→ Document excerpt:
# # #
You are viewing a plain text version of this content. The canonical link for it is here.
Posted to github@arrow.apache.org by GitBox <gi...@apache.org> on 2021/08/24 12:21:49 UTC

[GitHub] [arrow-rs] alamb commented on a change in pull request #706: Implement `regexp_matches_utf8`

alamb commented on a change in pull request #706:
URL: https://github.com/apache/arrow-rs/pull/706#discussion_r694791485



##########
File path: arrow/src/compute/kernels/comparison.rs
##########
@@ -450,6 +450,250 @@ pub fn nlike_utf8_scalar<OffsetSize: StringOffsetSizeTrait>(
     Ok(BooleanArray::from(data))
 }
 
+/// Perform SQL `array ~ regex_array` operation on [`StringArray`] / [`LargeStringArray`].

Review comment:
       What is the supported format of the `flags_arrays`? I think we should either document that explicitly here or provide a link to the documentation
   
   It also might make sense to document the fact that an empty value in `regex_array` will return true

##########
File path: arrow/src/compute/kernels/comparison.rs
##########
@@ -450,6 +450,250 @@ pub fn nlike_utf8_scalar<OffsetSize: StringOffsetSizeTrait>(
     Ok(BooleanArray::from(data))
# # #
(Stored records)
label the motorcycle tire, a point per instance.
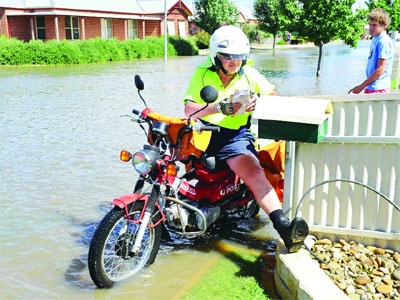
(109, 258)
(252, 209)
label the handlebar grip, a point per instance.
(211, 128)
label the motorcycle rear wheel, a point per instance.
(109, 258)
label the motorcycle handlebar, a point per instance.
(136, 112)
(200, 127)
(210, 128)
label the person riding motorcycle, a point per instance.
(238, 85)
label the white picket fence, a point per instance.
(344, 185)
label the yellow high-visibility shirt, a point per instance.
(248, 79)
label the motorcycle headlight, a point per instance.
(144, 161)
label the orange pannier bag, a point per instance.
(192, 143)
(272, 159)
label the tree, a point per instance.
(271, 16)
(392, 7)
(322, 21)
(210, 14)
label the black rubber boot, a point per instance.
(292, 233)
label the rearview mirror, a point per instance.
(209, 94)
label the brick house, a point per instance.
(72, 20)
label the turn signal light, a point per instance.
(171, 170)
(125, 156)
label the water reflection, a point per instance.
(61, 133)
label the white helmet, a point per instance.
(229, 40)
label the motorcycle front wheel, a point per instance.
(110, 259)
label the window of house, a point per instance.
(132, 29)
(40, 28)
(171, 27)
(106, 28)
(71, 28)
(182, 29)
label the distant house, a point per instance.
(80, 20)
(245, 15)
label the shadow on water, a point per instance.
(237, 231)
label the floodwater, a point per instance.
(61, 133)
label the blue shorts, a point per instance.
(229, 143)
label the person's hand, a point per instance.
(227, 108)
(252, 104)
(356, 90)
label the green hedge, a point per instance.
(37, 52)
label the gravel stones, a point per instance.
(362, 272)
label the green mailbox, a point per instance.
(292, 119)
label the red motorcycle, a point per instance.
(163, 201)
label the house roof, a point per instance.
(116, 6)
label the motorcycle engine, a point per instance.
(177, 216)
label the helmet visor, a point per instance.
(227, 56)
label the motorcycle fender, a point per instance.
(124, 200)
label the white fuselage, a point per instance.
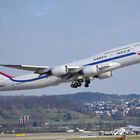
(115, 58)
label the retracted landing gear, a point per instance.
(78, 83)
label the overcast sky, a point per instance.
(52, 32)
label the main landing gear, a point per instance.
(78, 83)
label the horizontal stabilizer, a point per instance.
(27, 67)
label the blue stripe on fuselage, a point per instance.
(110, 59)
(94, 63)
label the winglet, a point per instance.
(6, 75)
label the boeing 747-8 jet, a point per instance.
(78, 72)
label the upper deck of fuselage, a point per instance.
(110, 54)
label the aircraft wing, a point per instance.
(41, 69)
(27, 67)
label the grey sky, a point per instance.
(52, 32)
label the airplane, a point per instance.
(78, 72)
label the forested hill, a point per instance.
(58, 101)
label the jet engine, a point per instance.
(105, 75)
(59, 70)
(90, 71)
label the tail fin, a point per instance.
(5, 76)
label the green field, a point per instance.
(107, 138)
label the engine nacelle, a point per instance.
(59, 70)
(105, 75)
(90, 71)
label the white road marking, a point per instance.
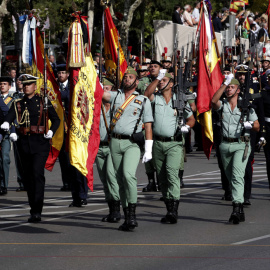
(252, 240)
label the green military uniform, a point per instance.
(232, 148)
(104, 162)
(125, 152)
(168, 146)
(149, 166)
(143, 84)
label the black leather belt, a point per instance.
(121, 137)
(233, 139)
(104, 144)
(168, 139)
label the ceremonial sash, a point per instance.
(7, 100)
(119, 112)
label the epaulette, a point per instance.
(16, 100)
(7, 100)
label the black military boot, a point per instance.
(227, 196)
(114, 215)
(242, 214)
(108, 217)
(172, 212)
(151, 183)
(132, 222)
(124, 226)
(181, 173)
(235, 216)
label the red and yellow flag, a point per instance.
(53, 94)
(111, 39)
(237, 5)
(209, 79)
(86, 96)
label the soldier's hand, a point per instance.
(185, 129)
(148, 151)
(161, 74)
(5, 126)
(262, 141)
(228, 79)
(13, 137)
(48, 135)
(248, 124)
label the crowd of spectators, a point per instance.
(257, 23)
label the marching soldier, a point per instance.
(130, 110)
(266, 106)
(104, 162)
(235, 145)
(10, 135)
(154, 69)
(34, 140)
(66, 170)
(168, 144)
(266, 66)
(217, 131)
(257, 105)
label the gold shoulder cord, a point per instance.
(25, 117)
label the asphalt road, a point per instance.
(75, 238)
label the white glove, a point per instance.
(48, 135)
(248, 124)
(185, 129)
(262, 141)
(13, 137)
(228, 79)
(148, 151)
(5, 126)
(161, 74)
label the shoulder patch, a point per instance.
(138, 101)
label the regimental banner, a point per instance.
(86, 97)
(111, 45)
(209, 77)
(33, 54)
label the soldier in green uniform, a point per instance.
(168, 145)
(235, 140)
(104, 162)
(130, 110)
(154, 69)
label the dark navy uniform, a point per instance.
(35, 148)
(266, 106)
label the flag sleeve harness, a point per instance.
(24, 119)
(120, 110)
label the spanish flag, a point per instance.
(237, 5)
(111, 41)
(33, 54)
(86, 96)
(209, 78)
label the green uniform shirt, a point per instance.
(165, 117)
(125, 125)
(102, 127)
(143, 84)
(231, 126)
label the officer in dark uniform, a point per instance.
# # #
→ What is asked: According to the code review comment, what will an empty value in `regex_array` return?

→ Response to this exercise: It will return true.